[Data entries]

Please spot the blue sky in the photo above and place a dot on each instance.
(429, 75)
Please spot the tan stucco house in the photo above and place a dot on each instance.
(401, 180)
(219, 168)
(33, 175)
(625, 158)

GOAL OF THE EXERCISE: Print out all of the records above, word for word.

SOLUTION FOR THIS TASK:
Please spot the blue sky in the photo above and place a dot on each instance.
(429, 75)
Please spot the tan stucco house in the photo above and place a dot on each instance.
(401, 180)
(219, 168)
(33, 175)
(625, 158)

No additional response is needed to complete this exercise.